[Stored data entries]
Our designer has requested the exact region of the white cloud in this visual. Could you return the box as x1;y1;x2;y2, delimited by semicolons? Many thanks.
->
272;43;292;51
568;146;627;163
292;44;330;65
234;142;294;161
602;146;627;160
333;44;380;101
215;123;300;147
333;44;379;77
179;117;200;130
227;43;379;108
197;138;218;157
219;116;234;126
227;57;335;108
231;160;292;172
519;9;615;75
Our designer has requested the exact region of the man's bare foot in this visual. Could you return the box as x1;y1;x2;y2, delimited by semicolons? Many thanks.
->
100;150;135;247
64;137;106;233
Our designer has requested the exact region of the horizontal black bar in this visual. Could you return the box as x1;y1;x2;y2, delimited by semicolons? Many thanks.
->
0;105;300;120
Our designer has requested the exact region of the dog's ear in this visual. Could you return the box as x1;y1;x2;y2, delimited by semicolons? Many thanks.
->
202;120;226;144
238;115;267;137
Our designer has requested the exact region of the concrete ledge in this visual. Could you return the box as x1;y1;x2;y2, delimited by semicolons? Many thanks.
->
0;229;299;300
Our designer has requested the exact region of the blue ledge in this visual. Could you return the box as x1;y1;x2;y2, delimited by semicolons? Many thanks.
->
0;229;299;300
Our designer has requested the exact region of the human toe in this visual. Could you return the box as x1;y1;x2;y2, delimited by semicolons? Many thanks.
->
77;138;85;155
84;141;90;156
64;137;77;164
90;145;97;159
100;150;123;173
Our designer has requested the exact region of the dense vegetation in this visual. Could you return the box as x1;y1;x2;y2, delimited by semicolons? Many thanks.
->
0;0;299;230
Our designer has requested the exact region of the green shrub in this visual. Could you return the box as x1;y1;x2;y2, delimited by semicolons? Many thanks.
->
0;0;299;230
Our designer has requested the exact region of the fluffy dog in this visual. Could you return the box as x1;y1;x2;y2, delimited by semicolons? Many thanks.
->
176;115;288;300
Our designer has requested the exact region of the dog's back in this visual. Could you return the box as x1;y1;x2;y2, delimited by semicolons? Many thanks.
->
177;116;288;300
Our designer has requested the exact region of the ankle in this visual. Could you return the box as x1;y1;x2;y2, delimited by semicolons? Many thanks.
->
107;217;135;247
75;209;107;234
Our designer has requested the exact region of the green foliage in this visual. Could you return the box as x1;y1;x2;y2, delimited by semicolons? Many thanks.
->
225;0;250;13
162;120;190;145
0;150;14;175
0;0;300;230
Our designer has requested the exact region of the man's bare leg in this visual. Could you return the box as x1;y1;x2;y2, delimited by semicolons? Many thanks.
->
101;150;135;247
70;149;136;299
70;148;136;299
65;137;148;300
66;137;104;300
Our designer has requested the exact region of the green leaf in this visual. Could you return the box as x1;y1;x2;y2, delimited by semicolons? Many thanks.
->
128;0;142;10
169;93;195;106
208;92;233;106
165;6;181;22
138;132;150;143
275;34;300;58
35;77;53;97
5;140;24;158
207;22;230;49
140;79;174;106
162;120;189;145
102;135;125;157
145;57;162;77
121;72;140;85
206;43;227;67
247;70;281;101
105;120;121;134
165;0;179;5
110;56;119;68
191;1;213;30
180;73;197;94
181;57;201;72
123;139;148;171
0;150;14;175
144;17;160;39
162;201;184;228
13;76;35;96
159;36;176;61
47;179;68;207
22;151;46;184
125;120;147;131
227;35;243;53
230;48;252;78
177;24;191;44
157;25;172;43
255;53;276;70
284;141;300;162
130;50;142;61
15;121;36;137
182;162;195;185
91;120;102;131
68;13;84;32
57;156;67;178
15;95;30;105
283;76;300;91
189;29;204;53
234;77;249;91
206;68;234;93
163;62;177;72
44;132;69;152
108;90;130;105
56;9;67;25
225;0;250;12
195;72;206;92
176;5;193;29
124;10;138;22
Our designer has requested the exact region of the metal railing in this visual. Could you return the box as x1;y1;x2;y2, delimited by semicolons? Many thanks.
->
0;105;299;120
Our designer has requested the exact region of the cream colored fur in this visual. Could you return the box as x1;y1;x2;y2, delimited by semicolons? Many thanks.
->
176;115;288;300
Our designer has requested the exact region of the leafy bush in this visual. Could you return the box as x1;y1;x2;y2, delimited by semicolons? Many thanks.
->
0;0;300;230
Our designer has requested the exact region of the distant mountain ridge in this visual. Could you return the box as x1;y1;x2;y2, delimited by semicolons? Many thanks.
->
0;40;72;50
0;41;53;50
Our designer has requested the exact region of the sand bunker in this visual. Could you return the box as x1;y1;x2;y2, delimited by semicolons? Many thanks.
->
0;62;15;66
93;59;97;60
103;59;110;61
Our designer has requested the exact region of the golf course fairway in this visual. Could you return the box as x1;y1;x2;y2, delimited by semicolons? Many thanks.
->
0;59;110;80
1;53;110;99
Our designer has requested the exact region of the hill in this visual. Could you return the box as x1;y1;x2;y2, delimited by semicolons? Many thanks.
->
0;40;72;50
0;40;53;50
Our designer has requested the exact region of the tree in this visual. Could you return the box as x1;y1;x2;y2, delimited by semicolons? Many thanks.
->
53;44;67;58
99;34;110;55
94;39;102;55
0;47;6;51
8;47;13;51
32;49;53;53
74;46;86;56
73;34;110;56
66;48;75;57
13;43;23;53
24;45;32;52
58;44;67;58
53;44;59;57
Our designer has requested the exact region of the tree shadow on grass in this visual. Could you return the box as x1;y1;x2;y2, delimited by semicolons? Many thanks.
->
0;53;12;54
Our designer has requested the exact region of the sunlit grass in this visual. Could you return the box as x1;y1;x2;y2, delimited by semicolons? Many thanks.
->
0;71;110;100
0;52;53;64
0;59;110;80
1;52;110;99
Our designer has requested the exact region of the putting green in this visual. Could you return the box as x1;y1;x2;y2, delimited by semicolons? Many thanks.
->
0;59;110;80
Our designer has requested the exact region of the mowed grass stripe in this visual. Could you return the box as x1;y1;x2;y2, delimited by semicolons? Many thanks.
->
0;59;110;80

-- TASK REQUIREMENTS --
Every line above that has the string "green" needs to be copied.

-- WRITTEN RESPONSE --
Our designer has requested the exact region of the green shrub in this visual. Could you return the box as x1;y1;x2;y2, delimited by semicolons? Many thanks.
Our designer has requested the exact region of the green foliage in this visual. Could you return the box as x1;y1;x2;y2, delimited by semicolons? Many thanks.
Our designer has requested the exact region of the green leaf in this visual. Could you return the box as x1;y1;x2;y2, delimited by semicolons? Many thanks.
Our designer has requested the exact region of the putting green in this visual. Could you return the box as x1;y1;x2;y2, delimited by semicolons? Many thanks.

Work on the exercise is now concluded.